-- Study text follows --
So you want to know the dos and don’ts in Arab culture? You’re in the right place. Here we will be breaking down Arabic culture facts and some weird Arab traditions. By the time you are done reading, you will have basic understanding of hospitality and etiquette in Arabic-speaking countries. Let’s get to it.
When it comes to food, Arabs have their own take on things. First, they never give you a little bit. They will always add enough food on your plate to feed a tribe. OK, maybe not that much. But they will fill your plate up as if they are trying to feed you two or three times over. This is an old Arabic tradition. It is considered to be an act of hospitality for the guest. It is to say that you are so important to us and we are so happy to have you here, so please take all our food. In the old times, this used to make full sense. This is because all they had was food. The tradition didn’t die and continued on for generations. To make sure that you have good etiquette, thank the person who gave you food and do not put it back, to the maximum of your ability of course. When it comes to talking, things like /Shokran/ شكرا meaning thank you, is enough.
-- Study text concluded --
-- Entries shown follows --
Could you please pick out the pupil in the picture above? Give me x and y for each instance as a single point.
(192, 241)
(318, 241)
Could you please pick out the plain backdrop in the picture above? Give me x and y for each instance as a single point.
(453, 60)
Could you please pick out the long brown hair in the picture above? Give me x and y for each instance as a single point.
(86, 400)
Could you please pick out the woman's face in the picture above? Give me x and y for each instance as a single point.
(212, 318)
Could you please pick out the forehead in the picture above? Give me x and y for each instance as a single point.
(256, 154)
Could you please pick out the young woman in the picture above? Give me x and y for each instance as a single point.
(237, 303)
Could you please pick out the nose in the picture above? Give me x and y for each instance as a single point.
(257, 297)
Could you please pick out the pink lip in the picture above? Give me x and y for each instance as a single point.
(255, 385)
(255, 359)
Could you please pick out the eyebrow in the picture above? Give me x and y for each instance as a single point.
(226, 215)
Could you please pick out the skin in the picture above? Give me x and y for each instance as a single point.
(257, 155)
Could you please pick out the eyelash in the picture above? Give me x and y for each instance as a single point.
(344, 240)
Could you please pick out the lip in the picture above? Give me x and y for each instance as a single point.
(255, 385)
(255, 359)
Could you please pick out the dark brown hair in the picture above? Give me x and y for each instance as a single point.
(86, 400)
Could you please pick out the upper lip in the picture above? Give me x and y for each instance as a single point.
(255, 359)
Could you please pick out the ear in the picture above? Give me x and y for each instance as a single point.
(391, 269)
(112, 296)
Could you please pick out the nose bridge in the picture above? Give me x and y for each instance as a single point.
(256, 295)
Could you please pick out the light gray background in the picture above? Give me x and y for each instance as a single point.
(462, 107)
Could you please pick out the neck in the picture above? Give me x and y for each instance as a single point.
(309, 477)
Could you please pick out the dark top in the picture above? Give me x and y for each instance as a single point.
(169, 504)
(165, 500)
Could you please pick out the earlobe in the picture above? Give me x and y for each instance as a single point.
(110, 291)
-- Entries shown concluded --
= Task to complete =
Please write out the part of the Arab etiquette passage starting with "So you want" and going on through "Let’s get to it.", word for word. Rely only on the Arab etiquette passage for what comes next.

= Response to the exercise =
So you want to know the dos and don’ts in Arab culture? You’re in the right place. Here we will be breaking down Arabic culture facts and some weird Arab traditions. By the time you are done reading, you will have basic understanding of hospitality and etiquette in Arabic-speaking countries. Let’s get to it.